— Begin —
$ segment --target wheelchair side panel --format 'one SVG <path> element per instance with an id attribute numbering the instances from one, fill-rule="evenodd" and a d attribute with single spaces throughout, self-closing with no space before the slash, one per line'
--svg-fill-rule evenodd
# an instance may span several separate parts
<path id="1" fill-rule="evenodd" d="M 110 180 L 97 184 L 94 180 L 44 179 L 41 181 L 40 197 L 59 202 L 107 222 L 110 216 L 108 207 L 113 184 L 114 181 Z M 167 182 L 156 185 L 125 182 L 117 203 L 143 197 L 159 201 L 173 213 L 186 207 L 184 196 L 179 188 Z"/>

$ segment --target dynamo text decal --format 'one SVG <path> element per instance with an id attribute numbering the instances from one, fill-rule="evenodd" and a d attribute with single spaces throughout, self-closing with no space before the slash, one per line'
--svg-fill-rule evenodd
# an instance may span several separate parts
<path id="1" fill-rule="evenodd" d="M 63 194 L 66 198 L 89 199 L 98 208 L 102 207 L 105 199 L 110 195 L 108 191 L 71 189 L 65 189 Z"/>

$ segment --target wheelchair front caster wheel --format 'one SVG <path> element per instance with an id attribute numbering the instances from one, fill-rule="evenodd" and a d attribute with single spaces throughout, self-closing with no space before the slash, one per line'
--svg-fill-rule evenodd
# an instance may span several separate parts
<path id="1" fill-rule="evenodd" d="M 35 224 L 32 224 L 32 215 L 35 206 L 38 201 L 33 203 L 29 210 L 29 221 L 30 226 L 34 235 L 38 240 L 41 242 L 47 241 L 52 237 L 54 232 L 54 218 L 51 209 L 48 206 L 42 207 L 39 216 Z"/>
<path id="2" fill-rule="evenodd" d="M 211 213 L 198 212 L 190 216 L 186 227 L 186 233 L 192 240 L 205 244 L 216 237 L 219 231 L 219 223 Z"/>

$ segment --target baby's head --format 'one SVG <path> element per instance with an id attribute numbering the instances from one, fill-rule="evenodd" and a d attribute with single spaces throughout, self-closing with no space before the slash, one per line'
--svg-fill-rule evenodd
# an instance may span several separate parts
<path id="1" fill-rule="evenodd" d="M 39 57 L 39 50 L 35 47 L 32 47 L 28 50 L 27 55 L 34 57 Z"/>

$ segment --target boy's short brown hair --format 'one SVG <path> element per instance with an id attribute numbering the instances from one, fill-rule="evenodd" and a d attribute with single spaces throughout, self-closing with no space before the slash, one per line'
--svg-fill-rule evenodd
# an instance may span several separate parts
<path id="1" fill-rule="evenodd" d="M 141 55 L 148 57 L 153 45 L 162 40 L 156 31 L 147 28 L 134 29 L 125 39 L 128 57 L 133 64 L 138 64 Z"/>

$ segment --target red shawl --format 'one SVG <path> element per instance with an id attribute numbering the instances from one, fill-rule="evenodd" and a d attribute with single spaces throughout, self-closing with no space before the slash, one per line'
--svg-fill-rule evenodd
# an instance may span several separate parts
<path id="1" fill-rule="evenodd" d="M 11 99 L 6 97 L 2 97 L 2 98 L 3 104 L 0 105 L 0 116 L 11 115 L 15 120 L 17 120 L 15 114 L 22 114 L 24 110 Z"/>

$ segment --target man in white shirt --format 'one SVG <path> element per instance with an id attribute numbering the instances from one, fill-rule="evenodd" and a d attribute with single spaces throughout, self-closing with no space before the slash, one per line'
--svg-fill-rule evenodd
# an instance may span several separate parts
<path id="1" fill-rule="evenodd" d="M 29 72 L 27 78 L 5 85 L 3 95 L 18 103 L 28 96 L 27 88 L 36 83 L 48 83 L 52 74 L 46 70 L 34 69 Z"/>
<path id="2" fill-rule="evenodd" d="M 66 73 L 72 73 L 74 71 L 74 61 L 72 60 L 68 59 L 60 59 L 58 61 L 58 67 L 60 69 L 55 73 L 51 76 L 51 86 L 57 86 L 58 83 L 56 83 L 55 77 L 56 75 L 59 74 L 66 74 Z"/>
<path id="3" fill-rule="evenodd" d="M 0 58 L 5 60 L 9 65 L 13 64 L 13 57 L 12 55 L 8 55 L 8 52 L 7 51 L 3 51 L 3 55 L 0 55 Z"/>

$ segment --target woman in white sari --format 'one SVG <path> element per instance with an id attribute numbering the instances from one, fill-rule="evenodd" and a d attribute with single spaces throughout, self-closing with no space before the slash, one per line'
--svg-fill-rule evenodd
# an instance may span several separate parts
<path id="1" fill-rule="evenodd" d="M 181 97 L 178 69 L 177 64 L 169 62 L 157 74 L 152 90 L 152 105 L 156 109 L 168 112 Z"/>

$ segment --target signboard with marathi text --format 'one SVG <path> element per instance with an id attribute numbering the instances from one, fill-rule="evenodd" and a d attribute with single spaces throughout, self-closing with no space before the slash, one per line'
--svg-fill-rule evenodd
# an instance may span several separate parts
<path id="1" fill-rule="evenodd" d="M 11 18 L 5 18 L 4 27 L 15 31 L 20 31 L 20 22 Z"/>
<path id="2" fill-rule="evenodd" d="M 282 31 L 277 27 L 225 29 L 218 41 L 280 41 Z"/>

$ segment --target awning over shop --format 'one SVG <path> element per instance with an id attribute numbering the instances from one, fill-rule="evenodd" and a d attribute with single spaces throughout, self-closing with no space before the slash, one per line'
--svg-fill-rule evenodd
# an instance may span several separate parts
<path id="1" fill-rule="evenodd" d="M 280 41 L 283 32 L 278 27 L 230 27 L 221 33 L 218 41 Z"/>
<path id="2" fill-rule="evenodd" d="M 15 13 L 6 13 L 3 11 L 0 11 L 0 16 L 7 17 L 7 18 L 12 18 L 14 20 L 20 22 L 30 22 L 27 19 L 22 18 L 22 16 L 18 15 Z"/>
— End —
- _GOAL_
Copy out the lines that begin with the one containing "segment --target signboard" and end with the one containing "282 31 L 277", keeping each line unchanged.

- _EXERCISE OUTPUT_
$ segment --target signboard with marathi text --format 'one SVG <path> element per instance with an id attribute numbering the instances from one, fill-rule="evenodd" and a d attribute with single spaces throughout, self-closing with no space before the slash, one per line'
--svg-fill-rule evenodd
# an instance may span several separate parts
<path id="1" fill-rule="evenodd" d="M 11 18 L 5 18 L 4 27 L 15 31 L 20 31 L 20 22 Z"/>
<path id="2" fill-rule="evenodd" d="M 282 31 L 277 27 L 225 29 L 218 41 L 280 41 Z"/>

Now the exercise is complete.